* DATASET CONTENT
══════════════════════════════

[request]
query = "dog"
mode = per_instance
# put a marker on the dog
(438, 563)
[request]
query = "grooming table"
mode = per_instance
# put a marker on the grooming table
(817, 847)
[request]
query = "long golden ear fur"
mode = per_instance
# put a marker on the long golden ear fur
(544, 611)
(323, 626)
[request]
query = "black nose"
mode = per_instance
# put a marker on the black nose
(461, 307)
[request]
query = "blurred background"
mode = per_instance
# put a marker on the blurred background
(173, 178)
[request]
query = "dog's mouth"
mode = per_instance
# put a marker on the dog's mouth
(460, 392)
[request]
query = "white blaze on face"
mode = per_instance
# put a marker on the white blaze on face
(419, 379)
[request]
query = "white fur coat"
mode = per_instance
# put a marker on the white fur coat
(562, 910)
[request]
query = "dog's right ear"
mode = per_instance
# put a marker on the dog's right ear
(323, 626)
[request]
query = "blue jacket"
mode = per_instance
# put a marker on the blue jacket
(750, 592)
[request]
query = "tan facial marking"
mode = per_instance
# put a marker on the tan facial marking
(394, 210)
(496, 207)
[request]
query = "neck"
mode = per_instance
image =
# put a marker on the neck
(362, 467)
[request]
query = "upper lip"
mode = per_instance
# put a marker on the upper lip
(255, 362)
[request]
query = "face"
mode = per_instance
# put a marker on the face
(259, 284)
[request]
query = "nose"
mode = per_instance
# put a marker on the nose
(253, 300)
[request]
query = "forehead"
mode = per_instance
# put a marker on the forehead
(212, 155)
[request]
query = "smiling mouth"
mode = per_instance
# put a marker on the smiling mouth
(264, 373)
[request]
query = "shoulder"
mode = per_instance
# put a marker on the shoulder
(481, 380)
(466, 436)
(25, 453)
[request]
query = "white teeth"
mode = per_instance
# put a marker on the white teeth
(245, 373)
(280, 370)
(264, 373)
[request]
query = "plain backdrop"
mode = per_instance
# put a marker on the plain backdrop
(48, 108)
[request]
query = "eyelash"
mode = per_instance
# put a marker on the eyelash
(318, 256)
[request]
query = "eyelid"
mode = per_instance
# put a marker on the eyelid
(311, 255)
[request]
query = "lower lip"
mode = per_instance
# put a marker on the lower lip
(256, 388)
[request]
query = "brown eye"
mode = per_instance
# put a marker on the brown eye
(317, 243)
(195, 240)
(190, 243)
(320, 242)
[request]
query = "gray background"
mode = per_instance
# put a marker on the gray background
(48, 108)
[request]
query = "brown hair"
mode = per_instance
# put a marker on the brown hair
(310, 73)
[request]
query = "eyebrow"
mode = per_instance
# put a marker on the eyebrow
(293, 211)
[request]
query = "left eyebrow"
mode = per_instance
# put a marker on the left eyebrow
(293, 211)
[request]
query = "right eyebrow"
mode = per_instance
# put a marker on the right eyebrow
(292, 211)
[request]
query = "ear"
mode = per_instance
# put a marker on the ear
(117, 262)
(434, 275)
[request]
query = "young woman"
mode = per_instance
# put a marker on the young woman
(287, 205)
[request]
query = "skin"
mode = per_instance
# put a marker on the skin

══════════════════════════════

* WHAT YOU WILL DO
Extract all of the data above without altering anything.

* SOLVED EXERCISE
[request]
query = "dog"
mode = per_instance
# put a marker on the dog
(438, 563)
[request]
query = "grooming table"
mode = per_instance
# put a marker on the grooming table
(817, 847)
[request]
query = "long golden ear fur"
mode = per_instance
# put a marker on the long golden ear fur
(544, 611)
(323, 626)
[request]
query = "black nose"
mode = per_instance
# put a marker on the black nose
(461, 307)
[request]
query = "blurred background"
mode = per_instance
# put a marker on the blurred background
(173, 178)
[request]
query = "dog's mouth"
mode = per_instance
# put a marker on the dog's mouth
(460, 392)
[request]
query = "white blaze on face"
mode = per_instance
# put a marker on the white blaze on face
(419, 379)
[request]
query = "white fur coat"
mode = per_instance
# put a marker on the white fur coat
(562, 910)
[request]
query = "dog's right ear"
mode = per_instance
# put a marker on the dog's right ear
(323, 626)
[request]
query = "blue jacket"
mode = per_instance
# put a marker on the blue jacket
(750, 592)
[request]
query = "tan facial marking"
mode = per_instance
# put a marker on the tan facial marking
(394, 210)
(496, 207)
[request]
query = "neck"
mode = per_instance
image =
# put a marker on the neck
(362, 467)
[request]
query = "upper lip"
mode = per_instance
# put a marker on the upper lip
(255, 362)
[request]
query = "face"
mode = per_instance
# put a marker on the face
(259, 284)
[request]
query = "nose"
mode = per_instance
# put a marker on the nose
(253, 300)
[request]
query = "forehead"
mode = per_instance
# put a marker on the forehead
(212, 155)
[request]
query = "smiling mouth"
mode = per_instance
# put a marker on the smiling mouth
(264, 373)
[request]
query = "shoulder"
mode = per_instance
# put a marker on the shoulder
(481, 380)
(466, 436)
(25, 453)
[request]
query = "white teeth"
mode = per_instance
# put a marker on the white teeth
(245, 373)
(280, 370)
(264, 373)
[request]
query = "plain backdrop"
mode = per_instance
# put a marker on the plain backdrop
(48, 108)
[request]
query = "eyelash"
mode = per_instance
# put a marker on the eyelash
(318, 256)
[request]
query = "eyelid"
mode = per_instance
# put a marker on the eyelid
(311, 255)
[request]
query = "lower lip"
mode = per_instance
# put a marker on the lower lip
(256, 388)
[request]
query = "brown eye"
mode = per_instance
# put a marker on the brown eye
(317, 243)
(195, 240)
(190, 243)
(320, 242)
[request]
query = "gray background"
mode = per_instance
# put a marker on the gray background
(48, 108)
[request]
query = "brown hair"
mode = per_instance
# put a marker on the brown hair
(310, 73)
[request]
query = "eyebrow"
mode = per_instance
# put a marker on the eyebrow
(293, 211)
[request]
query = "left eyebrow"
mode = per_instance
# put a marker on the left eyebrow
(293, 211)
[request]
query = "right eyebrow"
mode = per_instance
# put a marker on the right eyebrow
(292, 211)
[request]
query = "ear"
mode = per_instance
# put a marker on the ear
(117, 262)
(434, 275)
[request]
query = "young woman"
mode = per_instance
# put a marker on the young woman
(287, 205)
[request]
query = "skin"
mode = per_instance
# put a marker on the skin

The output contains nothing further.